From the listing below, output only the lines starting at the line that has "Target: ski track in snow" and ending at the line that has "# test: pin the red and", exactly as they appear, ends included.

+ + + +

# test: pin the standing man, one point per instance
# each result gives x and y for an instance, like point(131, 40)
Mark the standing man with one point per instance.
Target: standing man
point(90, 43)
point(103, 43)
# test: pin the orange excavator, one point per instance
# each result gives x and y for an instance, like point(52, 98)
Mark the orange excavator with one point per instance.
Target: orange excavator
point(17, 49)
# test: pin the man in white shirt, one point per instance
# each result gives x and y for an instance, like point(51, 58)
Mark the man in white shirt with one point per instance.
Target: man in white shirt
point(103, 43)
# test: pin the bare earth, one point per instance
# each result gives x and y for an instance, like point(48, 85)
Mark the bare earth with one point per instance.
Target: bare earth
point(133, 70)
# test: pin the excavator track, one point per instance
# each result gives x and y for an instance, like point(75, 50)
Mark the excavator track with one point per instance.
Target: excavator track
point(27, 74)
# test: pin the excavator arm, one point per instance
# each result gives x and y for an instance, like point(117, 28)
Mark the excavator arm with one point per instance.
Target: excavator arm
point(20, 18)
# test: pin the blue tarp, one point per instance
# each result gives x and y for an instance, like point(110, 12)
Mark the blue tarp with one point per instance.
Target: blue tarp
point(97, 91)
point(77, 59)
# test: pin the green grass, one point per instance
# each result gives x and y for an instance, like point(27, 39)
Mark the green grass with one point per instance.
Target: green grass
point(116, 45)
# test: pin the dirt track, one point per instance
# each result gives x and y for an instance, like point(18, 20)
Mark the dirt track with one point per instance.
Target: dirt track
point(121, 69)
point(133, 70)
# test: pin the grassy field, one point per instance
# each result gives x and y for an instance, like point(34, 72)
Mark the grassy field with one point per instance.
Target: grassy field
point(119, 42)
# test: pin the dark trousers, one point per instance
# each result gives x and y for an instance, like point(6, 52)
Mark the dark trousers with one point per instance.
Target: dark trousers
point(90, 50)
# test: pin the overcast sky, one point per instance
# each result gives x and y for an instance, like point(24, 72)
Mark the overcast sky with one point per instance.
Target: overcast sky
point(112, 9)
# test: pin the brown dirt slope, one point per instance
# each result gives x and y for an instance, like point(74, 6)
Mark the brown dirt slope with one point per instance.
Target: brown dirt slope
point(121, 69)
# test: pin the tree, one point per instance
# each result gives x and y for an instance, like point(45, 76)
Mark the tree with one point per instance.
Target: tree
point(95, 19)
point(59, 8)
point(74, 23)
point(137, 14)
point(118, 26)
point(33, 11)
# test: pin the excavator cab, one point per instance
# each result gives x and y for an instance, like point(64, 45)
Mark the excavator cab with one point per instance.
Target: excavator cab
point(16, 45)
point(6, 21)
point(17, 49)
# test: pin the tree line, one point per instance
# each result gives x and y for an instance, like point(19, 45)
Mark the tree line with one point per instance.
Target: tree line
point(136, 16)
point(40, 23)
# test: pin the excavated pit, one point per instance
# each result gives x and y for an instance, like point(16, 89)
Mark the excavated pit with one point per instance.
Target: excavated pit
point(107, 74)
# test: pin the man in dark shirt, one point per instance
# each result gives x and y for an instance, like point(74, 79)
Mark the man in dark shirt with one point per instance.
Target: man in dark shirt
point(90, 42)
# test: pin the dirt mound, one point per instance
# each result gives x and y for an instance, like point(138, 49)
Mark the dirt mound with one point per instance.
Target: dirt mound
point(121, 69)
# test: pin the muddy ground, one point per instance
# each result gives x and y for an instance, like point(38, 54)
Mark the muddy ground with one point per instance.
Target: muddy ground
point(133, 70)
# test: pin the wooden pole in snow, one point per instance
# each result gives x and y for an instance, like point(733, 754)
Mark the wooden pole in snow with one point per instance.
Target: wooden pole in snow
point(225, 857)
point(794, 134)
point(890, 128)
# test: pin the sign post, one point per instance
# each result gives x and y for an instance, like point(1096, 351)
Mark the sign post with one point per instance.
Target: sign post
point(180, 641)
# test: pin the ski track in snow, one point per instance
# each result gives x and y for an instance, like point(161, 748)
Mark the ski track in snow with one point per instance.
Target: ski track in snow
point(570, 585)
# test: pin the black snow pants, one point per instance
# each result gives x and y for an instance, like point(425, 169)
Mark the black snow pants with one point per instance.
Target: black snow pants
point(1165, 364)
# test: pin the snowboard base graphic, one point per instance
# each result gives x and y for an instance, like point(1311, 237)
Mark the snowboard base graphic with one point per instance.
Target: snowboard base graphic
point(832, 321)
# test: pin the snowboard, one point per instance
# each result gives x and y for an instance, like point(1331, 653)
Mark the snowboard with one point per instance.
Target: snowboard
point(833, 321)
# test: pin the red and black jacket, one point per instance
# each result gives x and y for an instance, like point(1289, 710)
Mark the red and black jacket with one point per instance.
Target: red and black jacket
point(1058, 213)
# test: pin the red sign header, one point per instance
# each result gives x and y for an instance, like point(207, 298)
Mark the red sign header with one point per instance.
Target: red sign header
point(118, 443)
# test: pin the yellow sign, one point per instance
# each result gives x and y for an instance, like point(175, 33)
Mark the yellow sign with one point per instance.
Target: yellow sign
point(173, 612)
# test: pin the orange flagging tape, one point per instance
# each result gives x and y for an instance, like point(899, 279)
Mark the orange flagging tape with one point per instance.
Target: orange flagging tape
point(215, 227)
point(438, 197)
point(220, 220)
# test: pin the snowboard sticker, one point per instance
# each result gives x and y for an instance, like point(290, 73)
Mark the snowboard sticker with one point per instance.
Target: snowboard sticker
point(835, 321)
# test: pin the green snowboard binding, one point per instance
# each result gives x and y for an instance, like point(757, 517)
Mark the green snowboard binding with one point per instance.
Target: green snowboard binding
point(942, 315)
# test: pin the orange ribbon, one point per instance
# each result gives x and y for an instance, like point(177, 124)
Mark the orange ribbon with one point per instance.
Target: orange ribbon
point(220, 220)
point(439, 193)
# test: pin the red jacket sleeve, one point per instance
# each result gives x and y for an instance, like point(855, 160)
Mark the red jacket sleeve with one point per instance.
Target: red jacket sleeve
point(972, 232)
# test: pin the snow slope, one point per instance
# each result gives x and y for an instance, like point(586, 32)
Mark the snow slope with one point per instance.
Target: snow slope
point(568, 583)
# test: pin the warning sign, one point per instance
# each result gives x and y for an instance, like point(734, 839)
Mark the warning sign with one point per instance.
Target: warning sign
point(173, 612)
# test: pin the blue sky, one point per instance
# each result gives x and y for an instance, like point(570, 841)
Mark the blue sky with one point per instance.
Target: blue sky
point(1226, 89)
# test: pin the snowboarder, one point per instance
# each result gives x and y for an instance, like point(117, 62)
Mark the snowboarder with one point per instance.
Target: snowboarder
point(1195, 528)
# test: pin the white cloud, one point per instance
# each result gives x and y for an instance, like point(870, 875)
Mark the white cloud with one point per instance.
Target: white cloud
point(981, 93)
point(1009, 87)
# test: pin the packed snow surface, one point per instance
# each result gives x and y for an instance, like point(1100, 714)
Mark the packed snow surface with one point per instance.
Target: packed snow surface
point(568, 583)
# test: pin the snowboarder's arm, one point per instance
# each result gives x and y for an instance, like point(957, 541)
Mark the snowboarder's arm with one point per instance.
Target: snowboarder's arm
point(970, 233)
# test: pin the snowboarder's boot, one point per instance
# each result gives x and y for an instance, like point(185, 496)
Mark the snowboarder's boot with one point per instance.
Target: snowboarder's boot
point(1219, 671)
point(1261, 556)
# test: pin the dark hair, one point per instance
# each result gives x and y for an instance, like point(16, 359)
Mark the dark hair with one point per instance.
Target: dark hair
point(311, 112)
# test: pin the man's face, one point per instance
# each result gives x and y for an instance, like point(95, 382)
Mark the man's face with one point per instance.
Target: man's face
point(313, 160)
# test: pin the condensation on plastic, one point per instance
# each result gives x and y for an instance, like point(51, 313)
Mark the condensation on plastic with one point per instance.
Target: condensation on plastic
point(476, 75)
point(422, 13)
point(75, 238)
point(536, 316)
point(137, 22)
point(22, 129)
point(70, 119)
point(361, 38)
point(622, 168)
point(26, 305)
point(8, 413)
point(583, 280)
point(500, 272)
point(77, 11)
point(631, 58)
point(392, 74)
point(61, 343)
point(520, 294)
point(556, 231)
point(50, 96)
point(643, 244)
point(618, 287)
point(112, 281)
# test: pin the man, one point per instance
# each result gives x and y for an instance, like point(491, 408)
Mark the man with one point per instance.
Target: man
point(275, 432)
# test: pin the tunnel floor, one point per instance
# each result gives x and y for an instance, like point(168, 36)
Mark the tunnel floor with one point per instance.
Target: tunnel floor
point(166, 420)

+ + + +

● **Finished exercise**
Target: ski track in snow
point(570, 585)
# test: pin the black snow pants, one point per instance
# each result gives x and y for an instance, like point(425, 169)
Mark the black snow pants with one point per instance.
Target: black snow pants
point(1165, 364)
# test: pin the snowboard base graphic, one point per instance
# each result gives x and y for an instance, like point(1311, 237)
Mark the snowboard base graphic with one point per instance.
Target: snowboard base graphic
point(832, 321)
# test: pin the snowboard, one point per instance
# each result gives x and y for an instance, like point(1331, 653)
Mark the snowboard with one point per instance.
Target: snowboard
point(833, 321)
# test: pin the red and black jacket, one point per instance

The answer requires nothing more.